> [Problem description] Continue the news story below on Central Florida's October hotel occupancy decline, starting after its last sentence.

> [Extract to read]
____

News for the Hospitality Executive
Fear of Hurricanes Past; Central Florida's Overall Hotel
Occupancy Down 13.1% Compared with October 2005
|By Christopher Boyd, The Orlando Sentinel, Fla.McClatchy-Tribune
December 5, 2006 - The region's hotels recorded their steepest decline in occupancy so far this year in October, when fear of hurricanes past and a lack of hurricanes present may have combined to keep more rooms empty.
At the same time, Orange County's resort-tax collections started the county fiscal year in October with a 4.2 percent year-over-year decline, excluding revenue from a recently enacted tax increase.
Central Florida's overall hotel-occupancy rate was down 13.1 percent compared with October 2005, according to Smith Travel Research, which surveys the local market. The company found occupancy down in all price categories, with the biggest declines coming in mid-priced and economy hotels.
But, continuing a long-term trend, average room rates were up for all classes of hotels.

____

> [Information supplied]
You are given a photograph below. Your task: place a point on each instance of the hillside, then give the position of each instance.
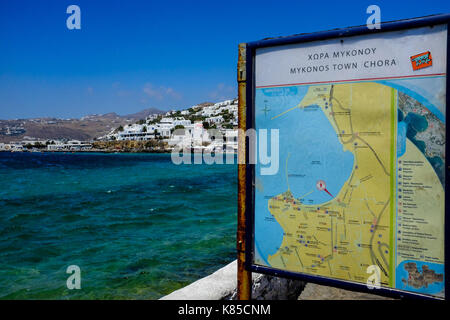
(85, 128)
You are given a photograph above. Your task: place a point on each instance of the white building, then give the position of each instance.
(73, 145)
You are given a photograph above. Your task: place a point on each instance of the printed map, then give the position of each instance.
(361, 168)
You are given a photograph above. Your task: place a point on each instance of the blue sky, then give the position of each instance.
(131, 55)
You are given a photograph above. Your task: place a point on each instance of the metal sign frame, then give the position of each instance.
(247, 75)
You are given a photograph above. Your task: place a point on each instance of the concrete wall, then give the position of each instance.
(222, 285)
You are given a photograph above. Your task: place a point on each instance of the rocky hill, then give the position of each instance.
(85, 128)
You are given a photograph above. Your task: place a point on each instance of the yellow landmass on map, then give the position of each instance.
(342, 237)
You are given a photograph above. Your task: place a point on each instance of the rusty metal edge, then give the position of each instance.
(244, 277)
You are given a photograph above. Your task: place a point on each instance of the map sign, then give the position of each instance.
(361, 180)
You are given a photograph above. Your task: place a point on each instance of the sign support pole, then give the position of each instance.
(244, 277)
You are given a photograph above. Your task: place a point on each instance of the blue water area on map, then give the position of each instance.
(401, 138)
(401, 273)
(312, 151)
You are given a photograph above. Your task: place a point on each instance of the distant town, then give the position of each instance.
(204, 127)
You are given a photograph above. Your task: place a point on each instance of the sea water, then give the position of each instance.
(137, 225)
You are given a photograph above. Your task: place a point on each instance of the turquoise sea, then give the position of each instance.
(137, 225)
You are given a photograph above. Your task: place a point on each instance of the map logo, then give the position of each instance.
(421, 60)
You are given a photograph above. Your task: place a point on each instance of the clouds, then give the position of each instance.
(161, 93)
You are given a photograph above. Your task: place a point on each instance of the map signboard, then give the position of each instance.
(360, 188)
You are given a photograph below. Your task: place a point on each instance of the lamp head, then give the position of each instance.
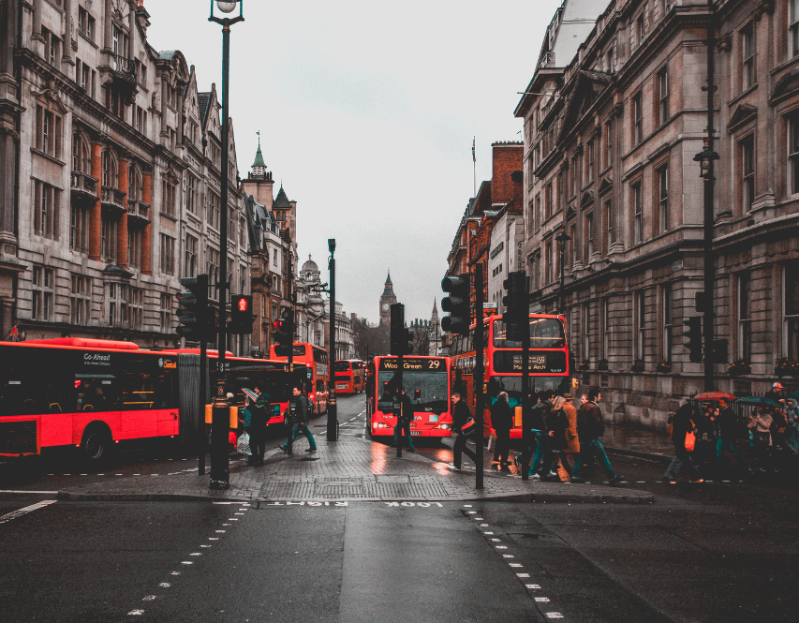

____

> [Reply to the exercise]
Jim Haughney, Orlando-area manager for Interstate Hotels & Resorts, said the absence of hurricanes this year actually had a negative effect on hotel's occupancy rates. He said many leisure and group travelers avoided Florida this year because it was forecast to be an active storm season -- and when no hurricanes occurred, the region didn't receive the post-storm spikes in October occupancy that followed the rash of August-September hurricanes in 2004 and 2005.
"During those two years, hurricanes created occupancy anomalies as rooms filled with government workers and evacuees," Haughney said. "This year, there were no government workers or evacuees."
Orange County, meanwhile, reported Monday that it collected $9.6 million in resort-tax revenue in October without the tax increase, which raised the rate from 5 percent to 6 percent. With the increase, it collected $11.6 million.
The resort tax is collected from short-term rentals, primarily hotel and motel rooms, and is primarily used to fund tourism-development efforts.
"This is not the way we might have liked to start our fiscal year; too early to say this one-month decline is a trend," county Comptroller Martha Haynie said.
Haughney, whose company has nine Central Florida hotels including the Crowne Plaza Orlando and the Doubletree Orlando at Universal Studios, said occupancy picked up in November and that bookings for December are strong.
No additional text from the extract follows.